» Excerpt provided:
·····

Round 1: high-frequency single-word drift (84 subs / 42 files)

This round handled "single technical terms I default to the Mainland form on" — the boring high-frequency drift that any zh-TW reader notices instantly:

Mainland → Taiwan	Hits	English	Why I drifted
數據 → 資料	36	data	Almost every tech article uses this
用戶 → 使用者	9	user	Direct translation of "user"
連接 → 連線	7	connection	Network connection
發送 → 傳送	5	send	Email/message context
模板 → 範本	5	template	Software templates
導航 → 導覽	4	navigation	UI navigation
只讀 → 唯讀	4	readonly	File permissions
設備 → 裝置	3	device	Hardware
性能 → 效能	2	performance	Benchmarking
卸載 → 解除安裝	2	uninstall
溢出 → 溢位	2	overflow	Stack overflow, etc.
在線 → 線上	2	online
擴展 → 擴充	2	extension	Software context
緩存 → 快取	1	cache	KV cache, etc.

These 14 terms are now in my calque blindspot memory file — to be loaded as context whenever I open a Claude Code session for blog writing. The memory file previously had 5 terms (並發 family, 複現, 矽片, 內存, 視頻); after this sweep it's 19.

Round 2: the borderline tier (36 subs)

Two terms where both forms exist in zh-TW software writing, and which form to use is author preference rather than a correctness call:

優化 → 最佳化 (30 hits) — "optimize"
算法 → 演算法 (6 hits) — "algorithm"

The Ministry of Education prefers 最佳化 and 演算法, but 優化 and 算法 are widely used in Taiwan software circles too. I opted in because once I'd fixed the harder Round 1 drift, consistency with MoE forms reads cleaner.

算法 → 演算法 has a regex trap: a naive replace creates 演演算法 because 演算法 itself contains 算法 as a substring. Need negative lookbehind:

pattern = re.compile(r'(?<!演)算法')

Other borderline terms I left untouched:

通過 / 透過 (through/via) — both common
前綴 / 字首 (prefix) — technical context, both fine
分配 / 配置 (allocate) — programming context, both fine
版本號 / 版本號碼 (version number) — 版本號 is universal in tech writing
消息 / 訊息 — high-risk false-positive trap: 好消息 ("good news") and 收到消息 ("received word") are idiomatic zh-TW for news/info, not "message". Auto-substituting these would corrupt meaning. Explicitly excluded.

Round 3: same-character-different-meaning (8 subs)

This round tackled the most semantically dangerous tier — same characters, but the meaning is different (or even reversed) across straits:

English	zh-CN	zh-TW	Note
concurrency	並發	並行	In zh-CN, 並行 = "parallel" — opposite mapping
parallel	並行	平行	Same characters, swapped meaning
process (OS)	進程	行程 / 程序	In zh-TW, 進程 = "progress," not OS process
file	文件	檔案	文件 in zh-TW = "document," not "file"
document	文檔	文件	Mirror conflict
render	渲染	算繪	In zh-TW, 渲染 = "exaggerate" (a painting technique)
traverse	遍歷	走訪	In zh-TW, 遍歷 is reserved for Ergodic theory

Surprise: this tier was almost entirely correct in my corpus. I wrote:

並行 9 times — all in correct zh-TW "concurrent" sense
平行 2 times — correct zh-TW "parallel"

·····

» Extracted information:
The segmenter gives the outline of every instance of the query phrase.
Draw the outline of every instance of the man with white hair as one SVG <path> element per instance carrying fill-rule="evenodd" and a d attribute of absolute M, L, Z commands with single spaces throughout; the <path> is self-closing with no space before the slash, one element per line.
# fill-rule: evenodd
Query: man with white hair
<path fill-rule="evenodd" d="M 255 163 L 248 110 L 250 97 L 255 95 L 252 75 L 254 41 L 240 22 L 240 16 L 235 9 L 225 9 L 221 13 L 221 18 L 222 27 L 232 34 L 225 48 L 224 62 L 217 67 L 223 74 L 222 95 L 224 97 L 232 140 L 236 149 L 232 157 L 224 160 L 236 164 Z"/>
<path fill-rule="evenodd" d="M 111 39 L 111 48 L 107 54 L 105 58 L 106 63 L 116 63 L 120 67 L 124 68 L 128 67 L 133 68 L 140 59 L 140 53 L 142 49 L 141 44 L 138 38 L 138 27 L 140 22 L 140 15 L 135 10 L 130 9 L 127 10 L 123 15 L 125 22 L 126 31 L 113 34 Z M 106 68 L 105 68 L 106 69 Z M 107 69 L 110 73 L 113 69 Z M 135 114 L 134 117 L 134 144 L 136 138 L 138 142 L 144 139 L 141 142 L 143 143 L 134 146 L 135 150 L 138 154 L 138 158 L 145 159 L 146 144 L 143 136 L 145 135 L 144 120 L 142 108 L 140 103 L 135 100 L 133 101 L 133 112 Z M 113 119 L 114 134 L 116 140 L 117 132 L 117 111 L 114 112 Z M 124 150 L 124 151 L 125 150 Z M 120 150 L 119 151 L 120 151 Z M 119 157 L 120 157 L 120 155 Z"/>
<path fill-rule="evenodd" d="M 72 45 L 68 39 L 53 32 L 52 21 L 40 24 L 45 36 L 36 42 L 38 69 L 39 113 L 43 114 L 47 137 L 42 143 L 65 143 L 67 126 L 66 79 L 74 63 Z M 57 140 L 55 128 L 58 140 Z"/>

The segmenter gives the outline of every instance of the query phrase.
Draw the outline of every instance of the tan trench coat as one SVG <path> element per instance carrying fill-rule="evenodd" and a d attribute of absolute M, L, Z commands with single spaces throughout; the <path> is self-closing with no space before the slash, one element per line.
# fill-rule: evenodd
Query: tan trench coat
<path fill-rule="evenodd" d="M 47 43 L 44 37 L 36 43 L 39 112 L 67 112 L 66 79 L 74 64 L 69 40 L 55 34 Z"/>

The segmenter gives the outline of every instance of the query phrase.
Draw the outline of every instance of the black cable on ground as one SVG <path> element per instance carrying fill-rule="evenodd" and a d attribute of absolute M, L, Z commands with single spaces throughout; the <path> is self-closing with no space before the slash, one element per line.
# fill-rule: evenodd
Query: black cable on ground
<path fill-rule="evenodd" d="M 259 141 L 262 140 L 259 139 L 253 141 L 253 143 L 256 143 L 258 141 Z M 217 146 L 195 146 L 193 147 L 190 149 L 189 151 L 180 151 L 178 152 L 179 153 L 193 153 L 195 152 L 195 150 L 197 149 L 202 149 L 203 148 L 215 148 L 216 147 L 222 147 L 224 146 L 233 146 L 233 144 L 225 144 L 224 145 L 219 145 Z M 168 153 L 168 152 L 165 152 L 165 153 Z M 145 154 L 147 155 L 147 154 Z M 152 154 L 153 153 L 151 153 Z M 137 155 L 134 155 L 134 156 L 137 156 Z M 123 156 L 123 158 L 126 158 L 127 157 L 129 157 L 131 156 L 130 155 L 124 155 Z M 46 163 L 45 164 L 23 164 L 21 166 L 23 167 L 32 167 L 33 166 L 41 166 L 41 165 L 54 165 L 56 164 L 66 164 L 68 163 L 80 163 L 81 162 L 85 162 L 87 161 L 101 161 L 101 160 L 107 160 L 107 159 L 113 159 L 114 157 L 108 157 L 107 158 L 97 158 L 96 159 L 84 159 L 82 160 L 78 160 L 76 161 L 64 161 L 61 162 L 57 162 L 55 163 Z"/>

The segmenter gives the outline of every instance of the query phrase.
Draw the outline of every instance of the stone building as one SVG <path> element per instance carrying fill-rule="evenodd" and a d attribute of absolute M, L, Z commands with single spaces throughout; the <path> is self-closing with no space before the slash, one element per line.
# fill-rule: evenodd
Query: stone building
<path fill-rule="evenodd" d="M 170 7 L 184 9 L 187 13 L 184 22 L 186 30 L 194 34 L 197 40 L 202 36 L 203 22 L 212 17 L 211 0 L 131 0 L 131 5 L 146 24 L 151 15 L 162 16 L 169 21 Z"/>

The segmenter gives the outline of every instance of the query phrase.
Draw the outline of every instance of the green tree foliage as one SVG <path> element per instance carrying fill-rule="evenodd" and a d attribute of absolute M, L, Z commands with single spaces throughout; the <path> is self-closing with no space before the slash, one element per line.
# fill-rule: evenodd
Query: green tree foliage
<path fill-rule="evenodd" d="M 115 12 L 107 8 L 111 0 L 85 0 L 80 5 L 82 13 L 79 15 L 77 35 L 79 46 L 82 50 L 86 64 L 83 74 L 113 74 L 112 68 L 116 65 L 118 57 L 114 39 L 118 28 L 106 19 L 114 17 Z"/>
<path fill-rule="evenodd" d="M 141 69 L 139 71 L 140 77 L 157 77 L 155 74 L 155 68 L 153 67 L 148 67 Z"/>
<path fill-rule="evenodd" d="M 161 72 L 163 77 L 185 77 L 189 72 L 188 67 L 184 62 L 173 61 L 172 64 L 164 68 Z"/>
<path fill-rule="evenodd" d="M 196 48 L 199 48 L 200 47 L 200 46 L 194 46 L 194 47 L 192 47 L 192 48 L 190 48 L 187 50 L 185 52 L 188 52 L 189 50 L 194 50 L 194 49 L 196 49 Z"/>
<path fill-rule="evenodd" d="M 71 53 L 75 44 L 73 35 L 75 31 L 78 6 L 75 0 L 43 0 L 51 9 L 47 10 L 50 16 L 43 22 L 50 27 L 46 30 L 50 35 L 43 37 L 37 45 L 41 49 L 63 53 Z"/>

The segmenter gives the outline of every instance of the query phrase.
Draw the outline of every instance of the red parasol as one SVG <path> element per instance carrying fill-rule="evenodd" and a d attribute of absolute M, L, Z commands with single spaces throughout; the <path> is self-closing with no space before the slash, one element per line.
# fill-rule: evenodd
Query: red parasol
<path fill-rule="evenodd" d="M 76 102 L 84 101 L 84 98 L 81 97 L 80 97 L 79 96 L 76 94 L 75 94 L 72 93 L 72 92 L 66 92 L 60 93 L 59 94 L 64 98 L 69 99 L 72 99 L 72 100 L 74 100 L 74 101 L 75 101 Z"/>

·····

» Exercise directions:
Please continue the write-up on fixing Mainland terms in Taiwan-Chinese blog posts from where it stops.

» Written response:
文件 57 times — all correct zh-TW "document" (I consistently use 檔案 for "file")
檔案 115 times — correct zh-TW "file"
行程 4 times — all in itinerary context ("Kyoto itinerary," "travel itinerary") or substring false positive ("幾十行程式碼" = lines of code)
進程 1 time — false positive (substring of "鑽進程式碼裡" = "delve into the code")

Only two real failures:

並發 7 hits (cluster on "concurrent load," "theoretical concurrency 7.48x") → fixed to 並行
遍歷 1 hit ("traverse request.messages") → fixed to 走訪

I deliberately left 渲染 (4 hits) untouched — it's used in software context, where 渲染 is widely accepted in Taiwan tech writing (Apple's zh-TW documentation uses it, for example), even though MoE prefers 算繪.

The real insight: blindspot is asymmetric

After fixing 128 substitutions, I stared at the distribution for five minutes:

Tier	Hits fixed	Risk profile
Tier 1 (high-freq drift)	84	Largest — single-word direct translations
Tier 2 (borderline)	36	Medium — both forms exist, author preference
Tier 3 (semantic conflict)	8	Smallest — I wrote correctly by default

The most semantically dangerous tier — where mistranslation actively confuses meaning — was the cleanest in my writing. The least dangerous tier — where readers just feel "this isn't quite Taiwan-flavored" — was where I drifted most.

Why?

When I'm typing a word like 並行 (concurrency in zh-TW, parallel in zh-CN) or 文件 (document in zh-TW, file in zh-CN), my brain auto-fires a "wait, this is a conflict word" alert. I'm consciously aware it has different meanings across straits, so I self-check.

When I'm typing 數據 or 用戶 or 連接, no alert fires. These feel like "neutral terms" — and my default training data (years of reading Mainland-dominated tech content online) supplies the Mainland form.

So my blindspot isn't "I don't know the Taiwan term" — I correctly wrote 並行 9 times, 檔案 115 times, 文件 (as document) 57 times. It's "when the Mainland term surfaces, I don't auto-doubt it". Self-check fires for danger words, not for the boring high-frequency drift.

This isn't a vocabulary problem. It's a vigilance distribution problem.

The fix: convert vigilance into workflow

Once you know your blindspot is asymmetric, the solution is clear: don't try to self-check every word manually — let a lint tool catch the words your alarm doesn't fire on.

Pre-publish lint hook

I added zhtw-mcp to my pre-publish workflow:

# alias in ~/.zshrc
zhtw_check() {
  ~/Projects/zhtw-mcp/target/release/zhtw-mcp lint "$1" \
    --content-type markdown --relaxed --format compact \
    | grep -E ':(W|E):cross_strait:'
}

# Run before publishing a new article
zhtw_check content/blog/zh-TW/new-article.mdx

Filtered to cross_strait only — skips punctuation and translationese to match my style preferences.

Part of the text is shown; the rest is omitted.